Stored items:
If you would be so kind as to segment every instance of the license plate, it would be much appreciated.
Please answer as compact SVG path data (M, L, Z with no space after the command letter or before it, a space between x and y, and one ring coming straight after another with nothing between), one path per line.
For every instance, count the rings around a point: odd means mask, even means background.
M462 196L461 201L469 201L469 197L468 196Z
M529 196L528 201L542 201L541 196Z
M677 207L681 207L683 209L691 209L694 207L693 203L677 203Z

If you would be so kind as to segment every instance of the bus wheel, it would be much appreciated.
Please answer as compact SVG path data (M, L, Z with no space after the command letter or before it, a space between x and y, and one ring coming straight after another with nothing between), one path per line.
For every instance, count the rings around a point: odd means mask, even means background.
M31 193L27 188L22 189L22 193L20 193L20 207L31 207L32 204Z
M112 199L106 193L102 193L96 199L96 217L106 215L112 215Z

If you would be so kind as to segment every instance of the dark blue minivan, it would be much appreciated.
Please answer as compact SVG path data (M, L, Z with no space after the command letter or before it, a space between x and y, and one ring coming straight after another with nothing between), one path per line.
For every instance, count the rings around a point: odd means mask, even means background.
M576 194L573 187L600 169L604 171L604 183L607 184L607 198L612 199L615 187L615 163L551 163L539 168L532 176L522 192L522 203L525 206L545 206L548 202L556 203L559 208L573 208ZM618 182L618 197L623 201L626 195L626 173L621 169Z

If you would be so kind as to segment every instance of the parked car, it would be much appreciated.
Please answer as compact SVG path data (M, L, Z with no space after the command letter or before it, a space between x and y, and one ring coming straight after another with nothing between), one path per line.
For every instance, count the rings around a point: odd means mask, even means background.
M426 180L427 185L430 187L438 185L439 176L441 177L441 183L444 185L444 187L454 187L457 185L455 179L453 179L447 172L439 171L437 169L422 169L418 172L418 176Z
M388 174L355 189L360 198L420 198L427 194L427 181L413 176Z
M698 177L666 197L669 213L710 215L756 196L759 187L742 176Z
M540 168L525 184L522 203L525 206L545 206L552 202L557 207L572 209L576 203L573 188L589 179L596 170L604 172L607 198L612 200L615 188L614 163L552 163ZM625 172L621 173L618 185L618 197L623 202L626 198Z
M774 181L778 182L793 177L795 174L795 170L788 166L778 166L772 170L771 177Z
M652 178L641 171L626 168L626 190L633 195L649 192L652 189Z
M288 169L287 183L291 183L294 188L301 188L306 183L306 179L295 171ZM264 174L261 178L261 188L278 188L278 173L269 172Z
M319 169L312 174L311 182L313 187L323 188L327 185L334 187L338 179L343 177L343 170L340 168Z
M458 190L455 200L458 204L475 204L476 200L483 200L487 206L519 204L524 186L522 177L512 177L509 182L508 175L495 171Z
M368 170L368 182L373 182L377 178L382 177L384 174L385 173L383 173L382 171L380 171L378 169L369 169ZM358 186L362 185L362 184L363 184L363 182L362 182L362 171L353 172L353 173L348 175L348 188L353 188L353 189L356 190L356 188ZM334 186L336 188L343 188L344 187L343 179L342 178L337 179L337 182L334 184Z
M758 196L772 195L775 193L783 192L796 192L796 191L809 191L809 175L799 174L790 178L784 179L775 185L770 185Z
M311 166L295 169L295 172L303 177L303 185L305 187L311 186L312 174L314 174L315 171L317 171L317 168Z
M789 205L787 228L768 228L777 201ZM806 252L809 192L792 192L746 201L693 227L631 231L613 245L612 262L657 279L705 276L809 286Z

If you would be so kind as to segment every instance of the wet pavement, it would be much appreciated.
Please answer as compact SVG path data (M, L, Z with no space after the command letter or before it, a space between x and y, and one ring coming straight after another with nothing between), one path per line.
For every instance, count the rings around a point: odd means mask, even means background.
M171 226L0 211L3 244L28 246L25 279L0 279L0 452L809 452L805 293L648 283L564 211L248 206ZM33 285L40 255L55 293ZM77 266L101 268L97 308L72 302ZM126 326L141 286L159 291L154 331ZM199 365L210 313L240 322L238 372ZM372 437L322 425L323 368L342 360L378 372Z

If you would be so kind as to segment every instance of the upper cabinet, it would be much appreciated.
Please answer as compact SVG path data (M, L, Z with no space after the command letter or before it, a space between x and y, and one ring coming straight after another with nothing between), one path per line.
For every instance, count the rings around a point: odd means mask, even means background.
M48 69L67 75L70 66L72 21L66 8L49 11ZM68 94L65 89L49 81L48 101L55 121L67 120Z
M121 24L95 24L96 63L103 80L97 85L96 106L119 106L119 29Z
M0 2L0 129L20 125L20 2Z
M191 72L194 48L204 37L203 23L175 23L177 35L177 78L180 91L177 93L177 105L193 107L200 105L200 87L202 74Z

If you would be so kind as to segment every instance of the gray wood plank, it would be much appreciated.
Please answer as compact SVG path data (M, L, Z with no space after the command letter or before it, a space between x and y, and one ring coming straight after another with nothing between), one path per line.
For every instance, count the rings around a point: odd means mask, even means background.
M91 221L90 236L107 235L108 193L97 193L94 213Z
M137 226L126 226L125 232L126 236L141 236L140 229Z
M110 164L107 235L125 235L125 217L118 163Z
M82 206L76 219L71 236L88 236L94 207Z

* * *

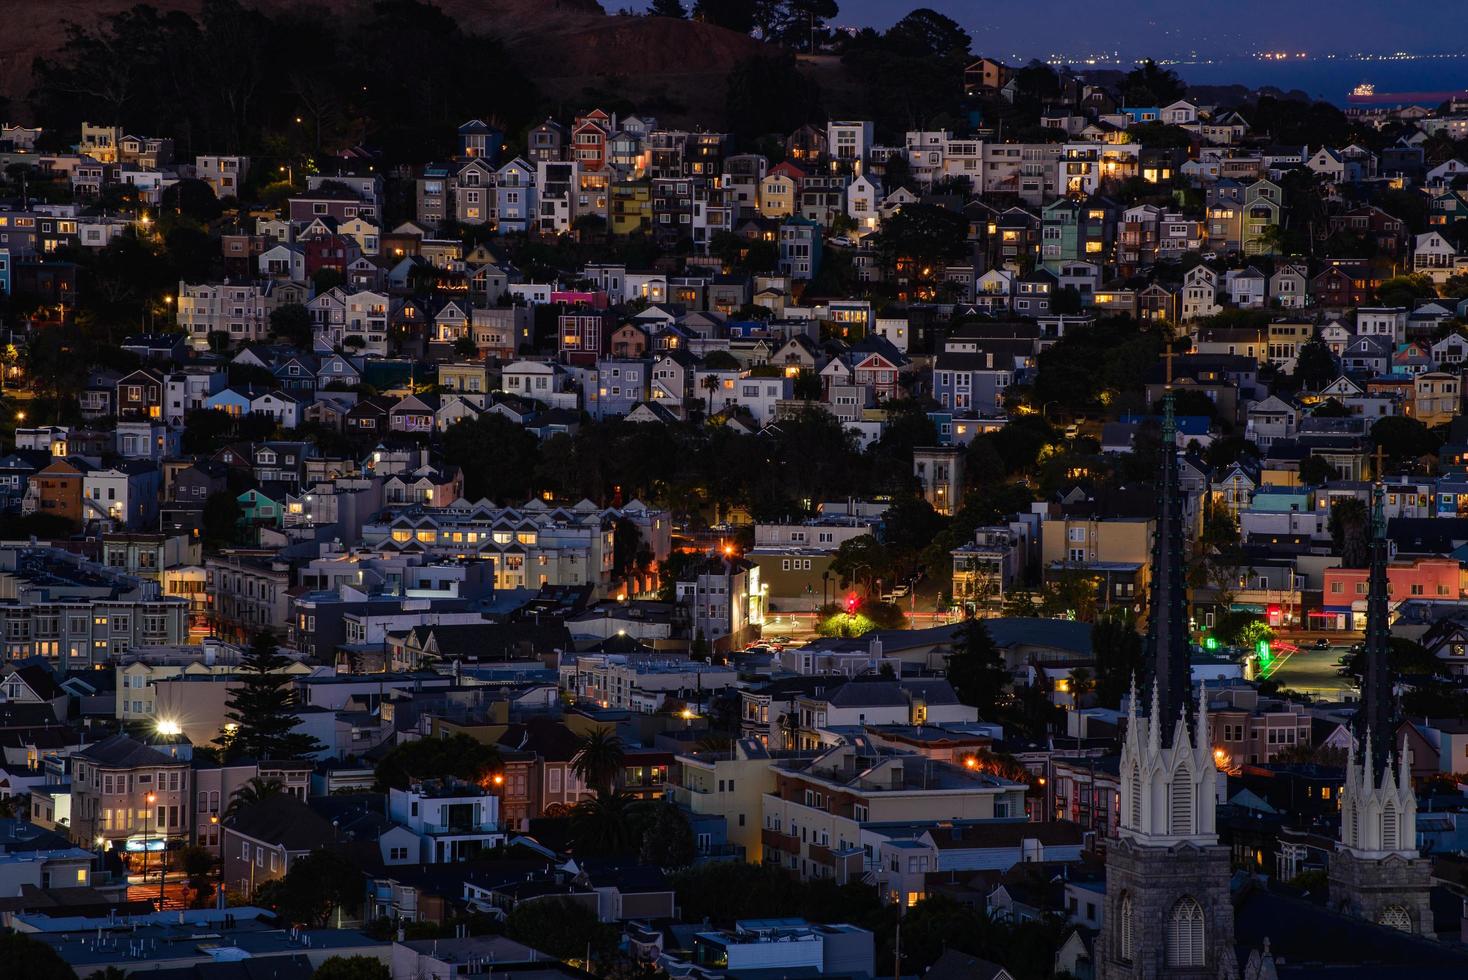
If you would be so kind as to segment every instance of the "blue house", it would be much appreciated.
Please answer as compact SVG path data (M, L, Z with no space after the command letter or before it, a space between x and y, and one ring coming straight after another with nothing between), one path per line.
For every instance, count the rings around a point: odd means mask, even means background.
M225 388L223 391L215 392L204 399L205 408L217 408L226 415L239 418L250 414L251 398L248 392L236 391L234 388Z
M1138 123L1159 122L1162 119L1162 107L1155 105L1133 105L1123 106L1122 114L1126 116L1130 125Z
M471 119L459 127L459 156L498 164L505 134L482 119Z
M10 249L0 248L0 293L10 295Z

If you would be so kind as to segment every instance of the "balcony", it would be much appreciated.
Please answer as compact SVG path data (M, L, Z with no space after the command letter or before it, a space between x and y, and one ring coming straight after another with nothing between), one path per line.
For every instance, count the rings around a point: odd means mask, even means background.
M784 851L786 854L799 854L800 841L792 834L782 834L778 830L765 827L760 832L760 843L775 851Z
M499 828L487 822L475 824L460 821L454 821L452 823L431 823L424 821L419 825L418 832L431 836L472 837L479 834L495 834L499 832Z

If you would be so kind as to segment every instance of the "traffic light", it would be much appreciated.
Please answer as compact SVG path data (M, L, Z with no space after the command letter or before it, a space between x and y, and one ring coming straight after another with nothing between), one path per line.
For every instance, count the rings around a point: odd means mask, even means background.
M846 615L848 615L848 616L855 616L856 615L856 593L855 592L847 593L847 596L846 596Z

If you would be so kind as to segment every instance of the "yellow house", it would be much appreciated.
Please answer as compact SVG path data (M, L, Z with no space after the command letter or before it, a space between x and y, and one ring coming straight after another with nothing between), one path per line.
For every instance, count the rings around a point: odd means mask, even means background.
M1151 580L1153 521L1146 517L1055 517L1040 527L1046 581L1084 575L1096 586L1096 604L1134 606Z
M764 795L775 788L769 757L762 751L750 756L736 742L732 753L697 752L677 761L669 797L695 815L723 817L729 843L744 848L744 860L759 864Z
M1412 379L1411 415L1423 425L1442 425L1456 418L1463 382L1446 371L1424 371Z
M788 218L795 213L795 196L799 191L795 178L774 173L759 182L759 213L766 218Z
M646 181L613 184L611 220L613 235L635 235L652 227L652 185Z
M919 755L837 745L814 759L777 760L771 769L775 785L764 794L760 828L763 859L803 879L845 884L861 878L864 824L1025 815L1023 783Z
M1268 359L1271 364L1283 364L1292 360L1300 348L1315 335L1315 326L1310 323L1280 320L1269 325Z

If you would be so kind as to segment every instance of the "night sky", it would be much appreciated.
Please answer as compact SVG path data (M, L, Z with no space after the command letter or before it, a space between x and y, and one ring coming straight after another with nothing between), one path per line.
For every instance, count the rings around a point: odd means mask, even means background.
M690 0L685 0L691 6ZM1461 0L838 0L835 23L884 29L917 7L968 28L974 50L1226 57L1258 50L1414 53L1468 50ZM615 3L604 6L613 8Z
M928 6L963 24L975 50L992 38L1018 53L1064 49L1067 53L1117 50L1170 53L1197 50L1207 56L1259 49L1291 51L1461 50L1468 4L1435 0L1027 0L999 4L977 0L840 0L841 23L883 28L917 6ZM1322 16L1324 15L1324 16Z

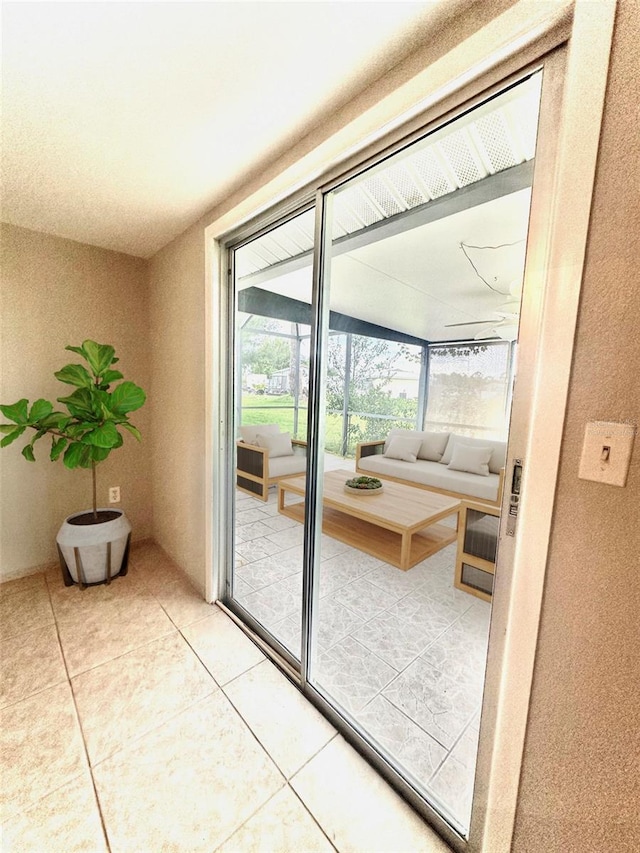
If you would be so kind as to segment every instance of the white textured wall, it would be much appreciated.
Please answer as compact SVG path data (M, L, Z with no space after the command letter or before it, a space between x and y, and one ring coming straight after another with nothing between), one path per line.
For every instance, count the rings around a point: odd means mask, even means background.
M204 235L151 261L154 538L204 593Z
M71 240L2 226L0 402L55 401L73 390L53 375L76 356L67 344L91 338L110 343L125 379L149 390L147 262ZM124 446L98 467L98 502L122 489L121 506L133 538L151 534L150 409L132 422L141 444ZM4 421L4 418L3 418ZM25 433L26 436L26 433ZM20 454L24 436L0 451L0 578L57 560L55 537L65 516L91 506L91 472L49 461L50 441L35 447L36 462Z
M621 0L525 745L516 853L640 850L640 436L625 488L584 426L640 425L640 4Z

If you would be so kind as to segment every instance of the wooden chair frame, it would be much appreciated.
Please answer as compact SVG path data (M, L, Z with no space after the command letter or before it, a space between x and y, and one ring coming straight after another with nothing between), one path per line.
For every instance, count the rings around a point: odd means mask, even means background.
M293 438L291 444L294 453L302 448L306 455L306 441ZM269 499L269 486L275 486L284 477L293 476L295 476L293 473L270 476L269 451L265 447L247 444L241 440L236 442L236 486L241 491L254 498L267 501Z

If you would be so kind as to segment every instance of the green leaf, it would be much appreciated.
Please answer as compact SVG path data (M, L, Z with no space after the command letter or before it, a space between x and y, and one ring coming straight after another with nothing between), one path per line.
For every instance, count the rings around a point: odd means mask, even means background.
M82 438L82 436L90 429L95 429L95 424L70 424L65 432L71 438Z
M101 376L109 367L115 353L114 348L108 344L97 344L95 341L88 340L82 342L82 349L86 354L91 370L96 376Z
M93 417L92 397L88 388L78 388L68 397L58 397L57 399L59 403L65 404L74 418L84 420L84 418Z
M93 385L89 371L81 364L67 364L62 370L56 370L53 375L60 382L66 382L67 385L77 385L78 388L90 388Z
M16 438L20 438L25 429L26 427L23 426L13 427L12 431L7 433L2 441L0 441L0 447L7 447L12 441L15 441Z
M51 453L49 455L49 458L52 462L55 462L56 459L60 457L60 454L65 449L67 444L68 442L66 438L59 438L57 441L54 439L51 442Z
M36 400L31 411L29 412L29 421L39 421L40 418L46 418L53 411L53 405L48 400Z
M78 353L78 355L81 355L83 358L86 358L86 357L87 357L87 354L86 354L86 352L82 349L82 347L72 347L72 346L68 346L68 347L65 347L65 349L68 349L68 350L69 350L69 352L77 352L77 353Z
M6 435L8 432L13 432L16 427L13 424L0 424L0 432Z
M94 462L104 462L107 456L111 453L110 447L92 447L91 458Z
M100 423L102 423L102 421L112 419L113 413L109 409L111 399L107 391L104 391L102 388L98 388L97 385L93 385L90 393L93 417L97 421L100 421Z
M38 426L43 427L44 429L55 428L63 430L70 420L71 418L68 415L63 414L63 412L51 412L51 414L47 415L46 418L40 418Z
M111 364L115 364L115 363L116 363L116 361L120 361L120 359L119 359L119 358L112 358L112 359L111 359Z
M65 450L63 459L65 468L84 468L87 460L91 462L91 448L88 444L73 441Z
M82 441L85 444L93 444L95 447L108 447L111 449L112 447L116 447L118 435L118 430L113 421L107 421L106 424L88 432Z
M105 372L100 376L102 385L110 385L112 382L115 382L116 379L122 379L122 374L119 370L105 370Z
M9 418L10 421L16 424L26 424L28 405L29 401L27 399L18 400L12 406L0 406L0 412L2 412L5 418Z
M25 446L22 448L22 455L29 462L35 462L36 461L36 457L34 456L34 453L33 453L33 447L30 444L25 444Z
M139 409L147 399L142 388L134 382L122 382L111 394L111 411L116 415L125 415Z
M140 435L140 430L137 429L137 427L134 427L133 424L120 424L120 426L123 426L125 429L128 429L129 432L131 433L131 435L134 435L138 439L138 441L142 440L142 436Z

▸ **DIRECTIONS**: Scan the data above for the string "blue" and copy each line where it appears.

▸ **ANSWER TO THE PROBLEM**:
If you would be so kind as to segment every instance of the dark blue minivan, it would be much appreciated.
If you would be so kind as to segment every instance of the "blue house", it would be much appreciated.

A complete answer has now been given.